# START OF Reading passage

The 1953–54 Oberliga  was the ninth season of the Oberliga, the first tier of the football league system in West Germany and the Saar Protectorate. The league operated in five regional divisions, Berlin, North, South, Southwest and West. The five league champions and the runners-up from the south then entered the 1954 German football championship which was won by Hannover 96. It was Hannover's second national championship, having previously won it in 1938 in an epic final against FC Schalke 04 that saw two extra time games before Hannover won 4–3.

Hannover 96 equaled the Oberliga start record set in 1952–53 by 1. FC Köln, winning its first eleven games, a mark later equaled by Hamburger SV in 1961–62 but never surpassed.

# END OF Reading passage
# START OF Material shown

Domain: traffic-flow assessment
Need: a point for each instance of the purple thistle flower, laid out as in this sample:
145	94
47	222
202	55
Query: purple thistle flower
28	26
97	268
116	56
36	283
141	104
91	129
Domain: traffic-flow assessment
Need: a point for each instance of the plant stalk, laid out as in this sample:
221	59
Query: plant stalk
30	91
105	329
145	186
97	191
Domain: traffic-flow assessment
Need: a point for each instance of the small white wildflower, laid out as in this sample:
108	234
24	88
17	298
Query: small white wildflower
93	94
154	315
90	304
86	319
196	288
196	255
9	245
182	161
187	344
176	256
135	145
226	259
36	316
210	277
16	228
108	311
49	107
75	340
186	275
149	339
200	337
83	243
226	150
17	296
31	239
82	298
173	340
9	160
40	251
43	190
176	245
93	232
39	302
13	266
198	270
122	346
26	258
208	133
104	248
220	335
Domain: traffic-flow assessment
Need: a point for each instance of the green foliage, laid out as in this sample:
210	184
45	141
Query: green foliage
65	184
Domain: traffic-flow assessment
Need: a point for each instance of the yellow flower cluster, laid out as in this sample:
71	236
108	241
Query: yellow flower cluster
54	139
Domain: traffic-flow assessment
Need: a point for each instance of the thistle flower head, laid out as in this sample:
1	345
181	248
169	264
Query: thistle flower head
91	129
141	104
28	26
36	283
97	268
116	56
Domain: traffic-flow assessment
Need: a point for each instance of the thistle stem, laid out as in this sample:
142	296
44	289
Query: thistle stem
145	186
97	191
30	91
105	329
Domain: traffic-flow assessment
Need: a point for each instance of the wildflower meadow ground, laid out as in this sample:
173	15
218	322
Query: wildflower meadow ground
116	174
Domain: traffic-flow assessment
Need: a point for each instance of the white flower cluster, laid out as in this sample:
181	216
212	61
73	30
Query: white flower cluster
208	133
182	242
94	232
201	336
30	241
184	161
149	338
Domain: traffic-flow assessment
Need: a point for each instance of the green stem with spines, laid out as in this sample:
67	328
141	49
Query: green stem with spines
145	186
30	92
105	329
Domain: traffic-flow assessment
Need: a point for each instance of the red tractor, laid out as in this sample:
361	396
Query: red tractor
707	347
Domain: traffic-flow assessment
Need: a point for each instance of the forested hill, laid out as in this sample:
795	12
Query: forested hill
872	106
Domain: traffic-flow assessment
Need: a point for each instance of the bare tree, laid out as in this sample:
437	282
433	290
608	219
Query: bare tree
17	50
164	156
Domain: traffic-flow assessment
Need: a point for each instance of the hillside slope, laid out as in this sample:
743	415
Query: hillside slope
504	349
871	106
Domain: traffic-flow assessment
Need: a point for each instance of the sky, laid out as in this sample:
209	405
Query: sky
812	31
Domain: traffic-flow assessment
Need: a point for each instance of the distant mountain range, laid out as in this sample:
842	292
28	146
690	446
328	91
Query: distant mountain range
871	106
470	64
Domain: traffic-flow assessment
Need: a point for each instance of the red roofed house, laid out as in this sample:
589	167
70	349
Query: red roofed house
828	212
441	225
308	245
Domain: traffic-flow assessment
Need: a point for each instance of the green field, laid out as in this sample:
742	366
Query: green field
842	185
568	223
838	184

# END OF Material shown

» **Problems and tasks**:
A: Answer these questions using the passage on the 1953–54 Oberliga:
(i) In how many regional divisions did the league operate?
(ii) Which club won the 1954 German football championship?
(iii) Which club later equaled the record of eleven straight wins to open a season, and in what season?
B: Write what comes next in the passage on the 1953–54 Oberliga, starting after its final sentence.
The listing above is separate material and has no connection to the Oberliga text.

» **Exercise answers**:
A:
(i) Five
(ii) Hannover 96
(iii) Hamburger SV, in 1961–62

B:
A similar-named league, the DDR-Oberliga, existed in East Germany, set at the first tier of the East German football league system. The 1953–54 DDR-Oberliga was won by Turbine Erfurt.

Oberliga Nord
The 1953–54 season saw two new clubs in the league, Eintracht Braunschweig and Victoria Hamburg, both promoted from the Amateurliga. The league's top scorer was Fritz Apel (Arminia Hannover) and Werner Heitkamp (FC St. Pauli) with 21 goals each. Hannover 96 became the only team other than Hamburger SV to win the Oberliga Nord as the latter won 15 of the possible 16 league championships from 1947 to 1963 but missed out in 1953–54.

Oberliga Berlin
The 1953–54 season saw two new clubs in the league, Kickers 1900 Berlin and Hertha Zehlendorf, both promoted from the Amateurliga Berlin. The league's top scorer was Hermann Paul of Berliner SV 1892 with 19 goals.

Oberliga West
The 1953–54 season saw two new clubs in the league, Rheydter SV and VfL Bochum, both promoted from the 2. Oberliga West. The league's top scorer was Hans Schäfer of 1. FC Köln with 26 goals.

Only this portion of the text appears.